# Aufgabe
Wie viele Tonnen Stopfleber produzieren die Hersteller im französischen Südwesten laut dem Bericht über die Stopfleberproduktion jährlich?
[Textauszug]
Mit der widerwärtigen Mastpraxis von Gänsen hat der französische Landwirtschaftsminister kein Problem. Mit der Verunglimpfung durch die „angelsächsischen Lobby“ schon.

Soultz-les-Bains im Elsass: hier stopft der Bauer noch persönlich. Bild: dpa

PARIS taz | Die Einrichtung ist weiß. Weiß wie auch die Kittel und Hauben der Menschen, die hier arbeiten. Alles peinlich sauber wie in einem Operationssaal. Nur die Innereien auf den Tischen geben dem Raum Farbe. In dieser Anlage im südfranzösischen Samatan wird Stopfleber verarbeitet.

Guillaume Garot, der neue französische Landwirtschaftsminister, ist zu Gast in Samatan. Es ist ein Freundschaftsbesuch: Garot ist gekommen, um den von einer „angelsächsischen Lobby“, wie er sie nennt, verunglimpften und bedrohten Enten- und Gänseleberproduzenten seine persönliche Unterstützung und die der Pariser Regierung zu versprechen.

Dass Kalifornien jüngst nicht nur die Produktion, sondern auch den Verkauf von Stopfleber (Foie gras) umfassend verboten hat, hat die Hersteller im französischen Südwesten aufgeschreckt. 20.000 Tonnen produzieren sie jährlich und decken damit drei Viertel des Weltmarkts ab.

Nun fürchten sie, dass sich weitere Regionen dem Verkaufsverbot anschließen – und erwarten die gleiche Unterstützung wie andere Wirtschaftszweige in Frankreich. Garot plant ein neues Qualitätslabel, das bezeugen soll, dass die für die kulinarische Spezialität geschlachteten und ausgenommen Enten tatsächlich aus der Herkunftsgegend Gers kommen.

Am Rande riet Garot den Geflügelhaltern aber dringend davon ab, gegen das Verbot in Kalifornien oder ähnliche Beschlüsse gerichtlich oder mit einer Beschwerde bei der Welthandelsorganisation WTO vorzugehen. Das wäre, so warnt er, mit Sicherheit kontraproduktiv. Denn langsam aber sicher wächst der öffentliche Druck.

Zehnfach vergrößerte Lebern

Tierschützer haben mehrfach mit Fotos und Filmen dokumentiert, wie grausam die Enten und Gänse mit Maiskörnern zwangsernährt werden. Nur auf diese Weise ist die Leber so krankhaft groß und fett zu bekommen, dass sie für Genießer von Foie gras in Betracht kommt – in der Regel ist sie gegenüber gesunden Lebern um ein Zehnfaches vergrößert. Diese Schattenseite der stolzen Gastronomie wurde dem Minister freilich nicht vorgeführt.
[/Textauszug]
[Bereitgestelltes Material]
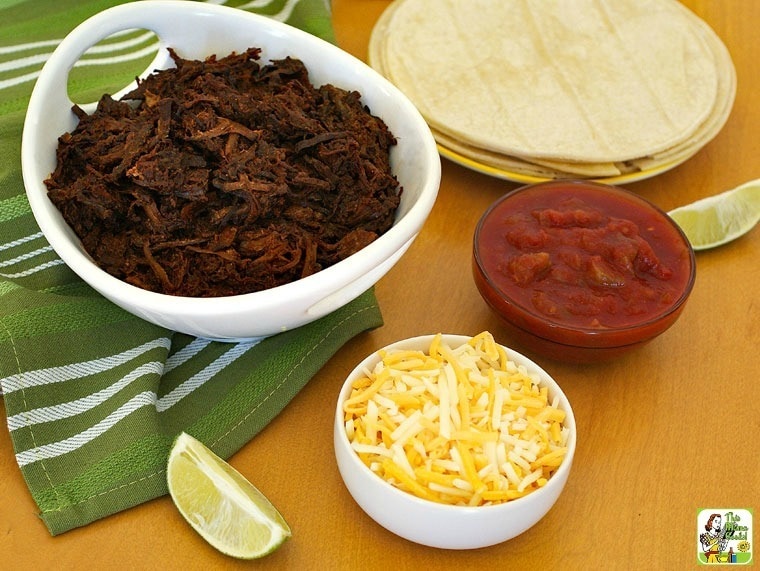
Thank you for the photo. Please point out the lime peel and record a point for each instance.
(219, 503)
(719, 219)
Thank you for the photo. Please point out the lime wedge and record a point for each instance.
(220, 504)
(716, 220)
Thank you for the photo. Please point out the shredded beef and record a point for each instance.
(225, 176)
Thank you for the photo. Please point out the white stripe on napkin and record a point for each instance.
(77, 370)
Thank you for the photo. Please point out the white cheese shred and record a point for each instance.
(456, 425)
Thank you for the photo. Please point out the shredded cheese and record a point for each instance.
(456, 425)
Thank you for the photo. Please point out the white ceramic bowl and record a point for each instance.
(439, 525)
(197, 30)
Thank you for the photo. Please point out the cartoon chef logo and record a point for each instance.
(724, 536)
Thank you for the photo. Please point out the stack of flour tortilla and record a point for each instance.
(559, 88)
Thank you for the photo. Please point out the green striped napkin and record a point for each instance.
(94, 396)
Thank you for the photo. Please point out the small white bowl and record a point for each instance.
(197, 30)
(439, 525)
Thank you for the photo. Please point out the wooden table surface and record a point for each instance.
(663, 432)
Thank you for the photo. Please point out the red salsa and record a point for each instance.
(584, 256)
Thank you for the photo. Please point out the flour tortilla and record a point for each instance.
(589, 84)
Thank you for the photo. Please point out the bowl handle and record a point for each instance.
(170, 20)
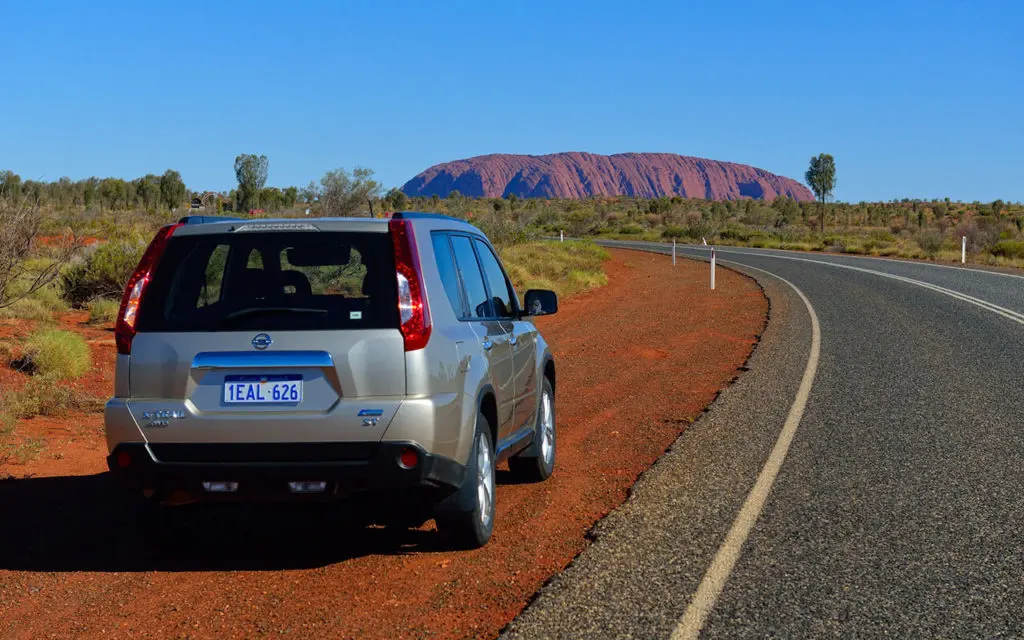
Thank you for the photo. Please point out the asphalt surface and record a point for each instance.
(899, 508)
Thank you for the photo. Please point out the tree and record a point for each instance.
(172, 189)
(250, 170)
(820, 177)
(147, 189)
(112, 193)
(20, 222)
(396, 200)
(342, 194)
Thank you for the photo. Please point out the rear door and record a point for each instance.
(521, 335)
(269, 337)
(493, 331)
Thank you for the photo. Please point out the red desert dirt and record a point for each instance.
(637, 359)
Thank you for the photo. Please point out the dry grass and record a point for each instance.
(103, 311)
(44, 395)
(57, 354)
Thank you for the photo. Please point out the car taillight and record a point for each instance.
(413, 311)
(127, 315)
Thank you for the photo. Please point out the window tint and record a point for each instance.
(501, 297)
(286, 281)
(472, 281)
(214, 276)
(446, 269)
[/Bereitgestelltes Material]
# Erwartete Antwort
20.000 Tonnen.